***** RECORDS FOR THIS TASK *****
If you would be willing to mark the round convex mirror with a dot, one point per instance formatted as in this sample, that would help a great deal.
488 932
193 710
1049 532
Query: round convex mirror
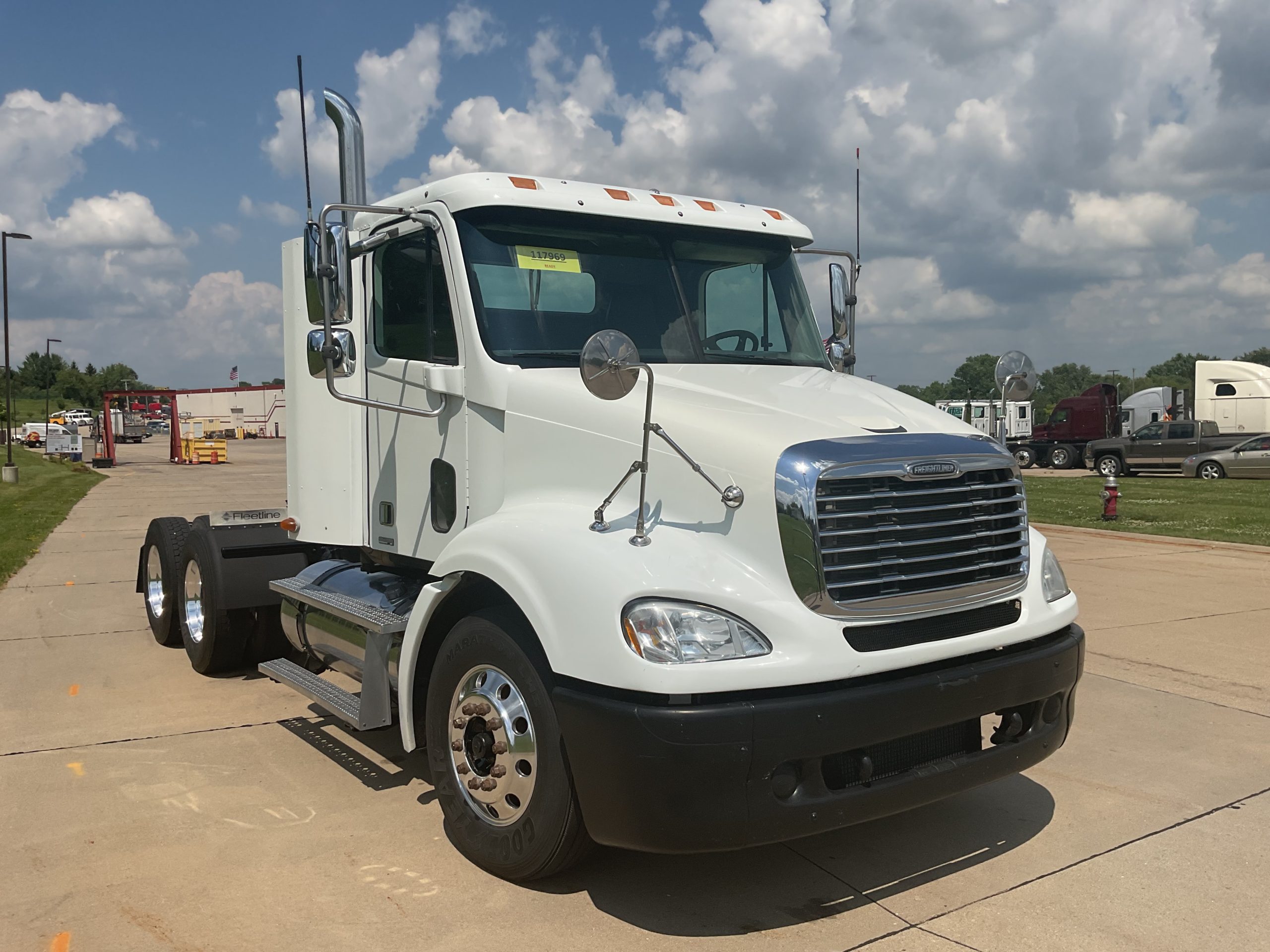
606 365
1016 376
*****
◆ **WORK TO COMPLETE**: The copy you produce must repeat all the entries exactly and contain no pictures.

◆ **FINISHED TASK**:
If you would be willing to mark the round convex mirror with a dot, one point per instance formatted as in this sample, that would help a great deal.
488 932
193 710
1049 532
Query: round convex mirror
606 365
1016 376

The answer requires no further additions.